═════ Excerpted text ═════
So in many a way Thalberg is a slave to his purpose. The ear that has been trained to listen cannot but be wearied or outraged; but forget our recently acquired habit of listening (for even among many of the exalted it is only half acquired) and Thalberg may still today become what Schumann called him more than half a century ago,--a god--at the piano. Rubinstein, by the way, was hardly the man to call him a grocer, even though he dealt, as we have had to admit, with masses of notes. There was a splendor about him, something fine and grand as well; but like gods in general he was not to be, or may not now be approached, else he loses his godhead, which resolves into an agitation of the ear. There is no splendor in his music but the splendor of sensation.

If we examine the fabric of his music with a more technical eye we shall find that he makes relatively little use of double notes, relatively little demand upon the left hand as far as broad figures are concerned, but much upon the lightness and freedom of the wrist in both hands. There is, besides, the dividing of the melody between the thumbs of both hands, already mentioned.

He had a very unusual power over melody on the piano. For this we have the word of his none too amiable rival, Liszt, that Thalberg alone could make the piano sing like the violin. He was invited to publish an instruction book on _L’art du chant, appliqué au piano_. This is composed of a few introductory paragraphs, and a dozen transcriptions of melodies upon which the student was expected to work out the precepts he had just read. The remarks may still be of some interest to the pianist, but surely the transcriptions will be more so. The day for that sort of music has gone by, but one may still delight in the skill with which Thalberg was able to write melody, originally conceived for voices or violin, with orchestral accompaniment, upon the piano. None of these is so pretentious as some of the big transcriptions of symphonies and overtures made by Liszt; but from the point of view of workmanship all are quite equal to Liszt. The eighth--on a scene from Meyerbeer’s _Il Crociato_--is tremendously effective in places. The ninth--on a ballade from _Preciosa_--is exceedingly well done. The tenth is a wholly charming transcription of one of the _Müller-Lieder_.

We may speak, in passing, of a nocturne in E major, opus 28, as representative of the best of his original compositions. It is by no means great music either in the sense of inspired emotion or of richly varied workmanship; but it is well adapted to the piano, sweet in melody, and not too sweet in mood. The obbligato treatment of the left hand in the middle section is worthy of note as a sign of considerable technical ability, the development of which probably atrophied under the close pressure of a constant adulation. This Nocturne seems on the whole rather above the average of Mendelssohn’s ‘Songs without Words,’ by virtue of the treatment of the piano in it; and may, with other of his original works, be gently slid into the company of Liszt’s ‘Consolations’ and ‘Love Dreams.’

Most of the music of Herz and Thalberg has been forgotten, and that which might still be successfully played, is now banished from the concert stage as trash. It is true not only that one finds a great sameness in it, but also that in the light of a longer familiarity with the instrument and of strides in executive skill on the keyboard little of it presents what may seem to us today even ingenuity. Yet to estimate its value as well as its significance in the world of pianoforte music one must not forget the purpose for which it was written; namely, to display the composer’s skill as a performer, and the brilliant and powerful resources of the instrument, and at the same time to win a livelihood from the world by stirring its inhabitants to a frenzied delight. The aim to succeed with the public, no matter what the means, has something of the heroic in it, and in music which has been the means of such success there must be some element of bigness. This bears no relation to the greatness of service to an ideal which is sacred. It is in every way profane. Yet it is at the same time a force always to be reckoned with, the more so as the development of society gives the power to the mass of people to assert its own tastes and demand its own enjoyments. To such a development the universal success of Herz and Thalberg is related. It is because of still further development that their wonders have become commonplaces, not because either their purpose or their music is intrinsically contemptible. Both these are respectable as manifestations of energy and great labor; and that the two great players achieved a victory which won the applause of the whole world, indicates a streak of the hero in the cosmos of both.
═════
To be done -
**a.** In the passage on Thalberg, who is credited with saying that Thalberg alone could make the piano sing like the violin?
**b.** Reproduce everything in the passage on Thalberg from "So in many a" down to "splendor of sensation.".
The rows after this point come from a separate source.
═════ Record extracts ═════
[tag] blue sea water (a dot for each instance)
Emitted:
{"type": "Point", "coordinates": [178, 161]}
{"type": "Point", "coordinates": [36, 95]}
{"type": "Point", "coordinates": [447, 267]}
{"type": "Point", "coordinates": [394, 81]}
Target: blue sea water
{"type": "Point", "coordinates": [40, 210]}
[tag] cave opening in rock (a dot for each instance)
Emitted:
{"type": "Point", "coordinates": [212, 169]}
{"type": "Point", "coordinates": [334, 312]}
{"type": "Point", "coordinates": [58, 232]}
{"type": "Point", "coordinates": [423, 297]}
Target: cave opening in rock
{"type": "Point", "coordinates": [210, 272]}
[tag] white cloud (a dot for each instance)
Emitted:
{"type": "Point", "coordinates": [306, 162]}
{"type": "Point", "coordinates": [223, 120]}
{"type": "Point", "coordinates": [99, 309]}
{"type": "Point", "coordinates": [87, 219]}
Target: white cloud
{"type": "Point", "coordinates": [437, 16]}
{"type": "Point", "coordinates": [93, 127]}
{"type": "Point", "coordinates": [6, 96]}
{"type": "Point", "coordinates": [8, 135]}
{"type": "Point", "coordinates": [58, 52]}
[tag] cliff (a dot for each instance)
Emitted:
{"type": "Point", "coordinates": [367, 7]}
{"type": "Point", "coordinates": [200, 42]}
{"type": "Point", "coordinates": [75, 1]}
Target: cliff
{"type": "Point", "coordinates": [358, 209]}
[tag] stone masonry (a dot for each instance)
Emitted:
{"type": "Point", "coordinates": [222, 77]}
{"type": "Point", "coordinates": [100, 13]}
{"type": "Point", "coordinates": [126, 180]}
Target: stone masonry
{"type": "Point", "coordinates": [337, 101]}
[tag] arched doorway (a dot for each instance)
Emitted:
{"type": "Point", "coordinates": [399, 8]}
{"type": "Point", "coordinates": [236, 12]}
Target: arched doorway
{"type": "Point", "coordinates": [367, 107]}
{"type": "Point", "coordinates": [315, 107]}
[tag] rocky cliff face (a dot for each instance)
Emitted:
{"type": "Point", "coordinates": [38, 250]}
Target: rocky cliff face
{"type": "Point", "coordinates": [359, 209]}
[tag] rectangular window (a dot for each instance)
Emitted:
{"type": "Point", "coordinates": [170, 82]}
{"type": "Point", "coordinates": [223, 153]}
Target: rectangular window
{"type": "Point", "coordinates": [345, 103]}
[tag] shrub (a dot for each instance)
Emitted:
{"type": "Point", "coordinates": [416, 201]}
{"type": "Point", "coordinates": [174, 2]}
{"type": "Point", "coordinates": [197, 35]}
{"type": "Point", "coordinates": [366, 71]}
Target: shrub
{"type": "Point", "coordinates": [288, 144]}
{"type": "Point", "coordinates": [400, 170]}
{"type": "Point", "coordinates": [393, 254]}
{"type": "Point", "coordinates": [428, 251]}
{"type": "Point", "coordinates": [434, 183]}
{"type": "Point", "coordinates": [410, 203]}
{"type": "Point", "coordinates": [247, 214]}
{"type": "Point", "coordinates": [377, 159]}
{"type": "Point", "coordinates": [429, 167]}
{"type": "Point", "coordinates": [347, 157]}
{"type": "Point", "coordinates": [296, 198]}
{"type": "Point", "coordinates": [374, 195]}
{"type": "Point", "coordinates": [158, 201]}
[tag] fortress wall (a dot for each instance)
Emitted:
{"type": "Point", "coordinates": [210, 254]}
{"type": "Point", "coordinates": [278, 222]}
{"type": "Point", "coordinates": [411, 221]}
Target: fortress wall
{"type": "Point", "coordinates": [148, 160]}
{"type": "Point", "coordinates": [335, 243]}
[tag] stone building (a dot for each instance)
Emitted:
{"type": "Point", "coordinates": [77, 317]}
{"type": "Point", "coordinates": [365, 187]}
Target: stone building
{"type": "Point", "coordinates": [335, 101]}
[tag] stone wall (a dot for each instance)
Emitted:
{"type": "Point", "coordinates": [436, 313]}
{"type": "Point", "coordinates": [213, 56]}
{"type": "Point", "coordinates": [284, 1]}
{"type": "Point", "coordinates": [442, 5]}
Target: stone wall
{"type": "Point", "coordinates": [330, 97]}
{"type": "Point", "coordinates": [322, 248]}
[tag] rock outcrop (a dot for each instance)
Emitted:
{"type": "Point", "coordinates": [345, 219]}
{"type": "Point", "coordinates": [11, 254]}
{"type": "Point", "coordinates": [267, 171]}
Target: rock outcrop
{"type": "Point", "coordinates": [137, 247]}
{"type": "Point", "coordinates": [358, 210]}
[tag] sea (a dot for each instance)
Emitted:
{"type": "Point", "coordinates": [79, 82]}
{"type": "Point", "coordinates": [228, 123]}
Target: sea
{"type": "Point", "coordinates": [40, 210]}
═════
Answers for the tasks -
**a.** Liszt, his rival.

**b.**
So in many a way Thalberg is a slave to his purpose. The ear that has been trained to listen cannot but be wearied or outraged; but forget our recently acquired habit of listening (for even among many of the exalted it is only half acquired) and Thalberg may still today become what Schumann called him more than half a century ago,--a god--at the piano. Rubinstein, by the way, was hardly the man to call him a grocer, even though he dealt, as we have had to admit, with masses of notes. There was a splendor about him, something fine and grand as well; but like gods in general he was not to be, or may not now be approached, else he loses his godhead, which resolves into an agitation of the ear. There is no splendor in his music but the splendor of sensation.